-- START OF DATA ROWS --

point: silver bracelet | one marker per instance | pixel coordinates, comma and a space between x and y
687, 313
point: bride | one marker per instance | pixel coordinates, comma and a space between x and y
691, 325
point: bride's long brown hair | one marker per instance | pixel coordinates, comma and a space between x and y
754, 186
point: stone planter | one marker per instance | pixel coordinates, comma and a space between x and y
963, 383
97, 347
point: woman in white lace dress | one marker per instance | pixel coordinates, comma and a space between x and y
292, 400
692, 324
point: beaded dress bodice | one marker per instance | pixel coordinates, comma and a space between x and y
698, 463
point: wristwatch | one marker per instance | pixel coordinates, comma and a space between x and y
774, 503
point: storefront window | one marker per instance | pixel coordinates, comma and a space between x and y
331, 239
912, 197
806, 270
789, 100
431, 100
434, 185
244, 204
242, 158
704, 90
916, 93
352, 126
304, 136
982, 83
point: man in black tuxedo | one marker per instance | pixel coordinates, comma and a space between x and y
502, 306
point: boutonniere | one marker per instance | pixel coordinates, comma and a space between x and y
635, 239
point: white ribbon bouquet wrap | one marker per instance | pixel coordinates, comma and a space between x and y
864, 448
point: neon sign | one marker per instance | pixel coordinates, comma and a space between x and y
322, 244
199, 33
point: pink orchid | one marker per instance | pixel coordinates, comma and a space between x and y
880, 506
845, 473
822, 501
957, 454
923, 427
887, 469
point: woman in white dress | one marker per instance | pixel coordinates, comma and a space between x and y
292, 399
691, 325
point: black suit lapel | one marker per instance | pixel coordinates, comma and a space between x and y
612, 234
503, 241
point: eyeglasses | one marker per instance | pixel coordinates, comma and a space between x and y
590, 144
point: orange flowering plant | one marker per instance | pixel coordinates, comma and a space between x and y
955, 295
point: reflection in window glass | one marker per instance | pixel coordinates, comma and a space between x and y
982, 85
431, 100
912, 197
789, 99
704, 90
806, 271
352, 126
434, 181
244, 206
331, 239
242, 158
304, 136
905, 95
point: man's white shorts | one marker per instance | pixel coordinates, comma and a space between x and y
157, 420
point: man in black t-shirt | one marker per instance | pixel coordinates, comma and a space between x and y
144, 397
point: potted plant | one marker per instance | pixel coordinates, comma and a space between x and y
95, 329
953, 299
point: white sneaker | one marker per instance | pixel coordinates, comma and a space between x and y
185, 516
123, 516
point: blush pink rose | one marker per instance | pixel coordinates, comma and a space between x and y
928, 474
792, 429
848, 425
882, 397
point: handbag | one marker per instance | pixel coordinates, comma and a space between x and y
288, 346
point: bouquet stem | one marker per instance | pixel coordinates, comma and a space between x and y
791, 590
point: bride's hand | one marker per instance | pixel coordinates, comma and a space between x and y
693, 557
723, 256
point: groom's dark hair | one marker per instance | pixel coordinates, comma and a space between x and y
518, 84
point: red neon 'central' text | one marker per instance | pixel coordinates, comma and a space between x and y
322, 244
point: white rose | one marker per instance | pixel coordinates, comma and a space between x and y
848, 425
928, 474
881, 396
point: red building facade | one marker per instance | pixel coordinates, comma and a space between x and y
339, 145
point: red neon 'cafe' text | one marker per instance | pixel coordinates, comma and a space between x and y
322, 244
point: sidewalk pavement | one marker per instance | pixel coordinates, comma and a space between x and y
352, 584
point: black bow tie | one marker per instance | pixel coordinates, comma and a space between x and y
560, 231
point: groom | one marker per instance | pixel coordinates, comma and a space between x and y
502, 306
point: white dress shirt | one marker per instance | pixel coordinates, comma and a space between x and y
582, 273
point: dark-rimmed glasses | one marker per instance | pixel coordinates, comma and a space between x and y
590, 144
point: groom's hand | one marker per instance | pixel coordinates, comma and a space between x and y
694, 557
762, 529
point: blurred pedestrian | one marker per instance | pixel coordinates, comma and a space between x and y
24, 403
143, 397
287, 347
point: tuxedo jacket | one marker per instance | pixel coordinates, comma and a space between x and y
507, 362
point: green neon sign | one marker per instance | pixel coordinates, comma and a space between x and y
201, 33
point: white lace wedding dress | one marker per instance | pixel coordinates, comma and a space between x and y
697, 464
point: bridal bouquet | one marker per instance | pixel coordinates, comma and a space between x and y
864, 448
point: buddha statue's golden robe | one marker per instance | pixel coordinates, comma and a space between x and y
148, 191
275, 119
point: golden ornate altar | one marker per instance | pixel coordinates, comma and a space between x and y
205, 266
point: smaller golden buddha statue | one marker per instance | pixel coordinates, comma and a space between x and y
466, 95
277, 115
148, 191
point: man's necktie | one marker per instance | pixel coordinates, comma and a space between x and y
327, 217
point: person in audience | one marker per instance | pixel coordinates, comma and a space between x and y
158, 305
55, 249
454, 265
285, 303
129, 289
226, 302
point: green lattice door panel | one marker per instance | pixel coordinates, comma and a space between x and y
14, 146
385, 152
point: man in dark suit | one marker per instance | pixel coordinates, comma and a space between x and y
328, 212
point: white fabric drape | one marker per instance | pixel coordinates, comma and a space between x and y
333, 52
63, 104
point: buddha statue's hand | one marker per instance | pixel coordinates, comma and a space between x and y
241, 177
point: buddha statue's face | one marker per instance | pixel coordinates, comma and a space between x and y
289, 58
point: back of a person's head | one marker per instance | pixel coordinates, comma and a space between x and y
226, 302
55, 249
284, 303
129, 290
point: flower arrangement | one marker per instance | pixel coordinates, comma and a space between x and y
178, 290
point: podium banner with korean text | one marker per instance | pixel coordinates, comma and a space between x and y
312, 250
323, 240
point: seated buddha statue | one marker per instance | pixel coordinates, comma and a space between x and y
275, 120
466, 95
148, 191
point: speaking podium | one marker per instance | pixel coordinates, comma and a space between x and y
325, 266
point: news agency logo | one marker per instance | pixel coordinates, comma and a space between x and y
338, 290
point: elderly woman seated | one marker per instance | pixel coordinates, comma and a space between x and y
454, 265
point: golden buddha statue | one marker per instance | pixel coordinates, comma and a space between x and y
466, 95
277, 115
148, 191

-- END OF DATA ROWS --

■ AIM OF THE EXERCISE:
Copy out the listing word for word, starting with the line that contains "point: buddha statue's face" and continuing through the end of the listing.

■ WORKED SOLUTION:
point: buddha statue's face | one marker per instance | pixel coordinates, comma and a space between x and y
289, 58
point: back of a person's head | one marker per instance | pixel coordinates, comma and a space between x and y
226, 302
55, 249
284, 303
129, 290
point: flower arrangement | one marker per instance | pixel coordinates, comma and a space between x and y
178, 290
point: podium banner with korean text | one marker per instance | pixel coordinates, comma and a space between x and y
312, 250
323, 240
point: seated buddha statue | one marker per instance | pixel coordinates, comma and a space between x and y
275, 120
466, 95
148, 191
point: speaking podium | one marker per instance | pixel coordinates, comma and a space between x and y
325, 266
point: news agency logo | one marker per instance | pixel coordinates, comma and a space between x and y
338, 290
point: elderly woman seated | one marker per instance | pixel coordinates, comma and a space between x and y
454, 265
point: golden buddha statue | one marker per instance | pixel coordinates, comma and a space between x and y
466, 95
277, 115
148, 191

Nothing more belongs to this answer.